Best way to migrate a large amount of documents (70-80gbs)

Hi All,

Looking for the best way to move a large amount of documents from an external system into Appian. We are replacing an existing mainframe system, and with that we are doing a doc and data migration. These documents are broken out into a logical structure, and I tried to use the upload zip piece. But Appian will only allow for folders under 1GB. I tried to break out the folders into smaller folders, but even at 600mb a folder, the system was still getting choked up. They are in the cloud. Any ideas/approaches to executing a large document migration?

  Discussion posts and replies are publicly visible

Parents Reply Children
  • Certified Lead Developer
    in reply to Eliot Gerson

    Now I will say that the majority of the time, the one little content engine we have still runs like the dickens even with several, several million documents and folders.   It seems that multiple concurrent time-consuming queries on the content engine can eventually cause slowdown and node-stoppage.  If your design limits how frequently multiple users might be looking for a document at the same time, or if you limit the number of times folders get moved, renamed, created, deleted, added to knowledge centers, removed from knowledge centers, or the number of times the security changes on those objects, you'll probably feel less heat from the content engine.

> _DATA FOR REVIEW_:
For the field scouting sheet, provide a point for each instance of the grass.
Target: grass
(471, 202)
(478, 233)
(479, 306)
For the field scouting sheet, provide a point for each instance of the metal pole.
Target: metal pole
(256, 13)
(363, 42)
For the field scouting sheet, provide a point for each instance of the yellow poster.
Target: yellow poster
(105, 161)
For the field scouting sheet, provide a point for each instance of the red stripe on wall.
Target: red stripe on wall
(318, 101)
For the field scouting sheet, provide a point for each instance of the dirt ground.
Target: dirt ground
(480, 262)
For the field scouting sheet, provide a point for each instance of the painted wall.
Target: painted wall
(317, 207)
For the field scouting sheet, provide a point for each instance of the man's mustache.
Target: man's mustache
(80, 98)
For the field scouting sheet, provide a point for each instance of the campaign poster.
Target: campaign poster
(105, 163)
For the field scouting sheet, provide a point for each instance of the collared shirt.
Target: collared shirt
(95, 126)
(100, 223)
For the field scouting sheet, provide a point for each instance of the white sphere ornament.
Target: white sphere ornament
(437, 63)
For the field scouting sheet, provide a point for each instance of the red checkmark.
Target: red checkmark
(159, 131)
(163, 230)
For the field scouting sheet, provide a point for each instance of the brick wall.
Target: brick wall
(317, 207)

==

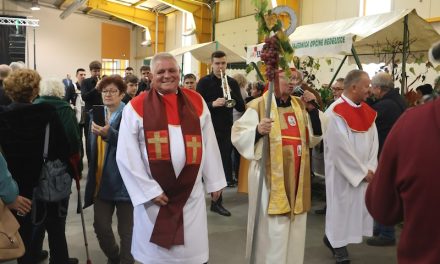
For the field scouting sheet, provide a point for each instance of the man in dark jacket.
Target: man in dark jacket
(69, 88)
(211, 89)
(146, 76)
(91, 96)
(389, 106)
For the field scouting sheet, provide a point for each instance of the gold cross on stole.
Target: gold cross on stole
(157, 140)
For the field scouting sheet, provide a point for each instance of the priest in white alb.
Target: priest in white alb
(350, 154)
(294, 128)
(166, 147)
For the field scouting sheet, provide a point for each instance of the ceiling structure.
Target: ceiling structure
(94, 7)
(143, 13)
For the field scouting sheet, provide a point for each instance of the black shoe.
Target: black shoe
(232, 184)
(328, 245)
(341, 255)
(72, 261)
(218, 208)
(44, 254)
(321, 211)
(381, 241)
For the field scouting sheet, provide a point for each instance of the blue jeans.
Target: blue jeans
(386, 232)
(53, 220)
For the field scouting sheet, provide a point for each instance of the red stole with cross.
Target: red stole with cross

> _YOUR GOAL_: Copy out the forum thread's text starting at "Parents Reply Children" and ending at "the content engine.", replacing "content engine" with "document store" wherever it occurs.

> _RESPONSE TO THIS TASK_:
Parents Reply Children
  • Certified Lead Developer
    in reply to Eliot Gerson

    Now I will say that the majority of the time, the one little document store we have still runs like the dickens even with several, several million documents and folders.   It seems that multiple concurrent time-consuming queries on the document store can eventually cause slowdown and node-stoppage.  If your design limits how frequently multiple users might be looking for a document at the same time, or if you limit the number of times folders get moved, renamed, created, deleted, added to knowledge centers, removed from knowledge centers, or the number of times the security changes on those objects, you'll probably feel less heat from the document store.